━━━ Data lines ━━━
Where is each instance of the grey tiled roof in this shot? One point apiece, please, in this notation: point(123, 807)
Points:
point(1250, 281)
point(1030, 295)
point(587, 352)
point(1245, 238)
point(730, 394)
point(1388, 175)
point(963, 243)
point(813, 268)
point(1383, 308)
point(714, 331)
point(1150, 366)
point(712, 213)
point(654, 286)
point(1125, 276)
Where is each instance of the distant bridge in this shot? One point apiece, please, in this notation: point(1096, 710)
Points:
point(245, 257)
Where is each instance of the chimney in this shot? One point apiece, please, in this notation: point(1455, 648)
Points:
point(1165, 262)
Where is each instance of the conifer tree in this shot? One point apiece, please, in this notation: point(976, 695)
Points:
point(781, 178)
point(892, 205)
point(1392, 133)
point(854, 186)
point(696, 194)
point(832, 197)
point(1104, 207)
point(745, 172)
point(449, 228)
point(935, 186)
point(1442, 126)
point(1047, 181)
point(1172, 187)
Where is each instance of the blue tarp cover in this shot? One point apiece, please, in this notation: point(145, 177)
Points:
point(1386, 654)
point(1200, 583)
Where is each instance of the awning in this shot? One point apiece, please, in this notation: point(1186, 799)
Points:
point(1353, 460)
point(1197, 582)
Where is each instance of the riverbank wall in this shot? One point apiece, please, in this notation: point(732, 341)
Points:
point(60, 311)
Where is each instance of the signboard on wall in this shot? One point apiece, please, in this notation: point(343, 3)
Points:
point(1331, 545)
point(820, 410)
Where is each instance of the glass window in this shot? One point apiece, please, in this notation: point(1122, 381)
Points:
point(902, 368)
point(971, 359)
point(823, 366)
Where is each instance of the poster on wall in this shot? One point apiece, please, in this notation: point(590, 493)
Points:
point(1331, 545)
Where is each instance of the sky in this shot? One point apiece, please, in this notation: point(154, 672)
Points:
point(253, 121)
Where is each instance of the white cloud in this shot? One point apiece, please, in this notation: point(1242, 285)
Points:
━━━
• Task prompt:
Exact copies of all the records are required.

• Final result:
Where is each instance of the grey tiled roof in this shot? One point apiece, please, in this notation: point(123, 807)
Points:
point(1250, 281)
point(1030, 295)
point(587, 352)
point(1245, 238)
point(730, 394)
point(1388, 175)
point(963, 243)
point(813, 268)
point(1383, 308)
point(714, 331)
point(1150, 366)
point(712, 213)
point(654, 286)
point(1125, 276)
Where is each instance of the distant bridge in this shot? One point apiece, please, in this notation: point(1096, 710)
Points:
point(245, 257)
Where is each instance of the chimney in this shot? One point apiece, please, in this notation: point(1455, 648)
Points:
point(1165, 262)
Where is each instance of the conifer tree in this shot? One point apiece, please, in this notation: point(976, 695)
Points:
point(781, 178)
point(892, 205)
point(1392, 133)
point(854, 186)
point(696, 194)
point(832, 197)
point(1104, 207)
point(745, 172)
point(449, 228)
point(935, 186)
point(1442, 126)
point(1047, 181)
point(1172, 187)
Where is each instance of the blue tarp cover in this shot? One point apiece, please, in this notation: point(145, 177)
Points:
point(1386, 654)
point(1200, 583)
Where is each instance of the awning in this shot? One point apiece, please, in this notation: point(1186, 799)
Points:
point(1353, 460)
point(1197, 582)
Where is each instance of the riverbank wall in this shot? One point apiece, please, in this notation: point(732, 341)
Points:
point(60, 311)
Where is each instance of the signboard on wall in this shot? One point apiece, please, in this notation: point(343, 3)
Points:
point(1331, 545)
point(820, 410)
Where is each instance of the glass window in this shot? One point apiece, please, in this notation: point(1122, 381)
Points:
point(902, 368)
point(971, 359)
point(823, 366)
Where is each instance of the poster on wall in this shot? One point apiece, please, in this notation: point(590, 493)
Points:
point(1331, 545)
Where is each instance of the sky in this shot? One point apiece, please, in this notation: point(154, 672)
Points:
point(253, 121)
Where is each instance of the white cloud in this shot? One point apiece, please, in this notation: point(1242, 285)
Points:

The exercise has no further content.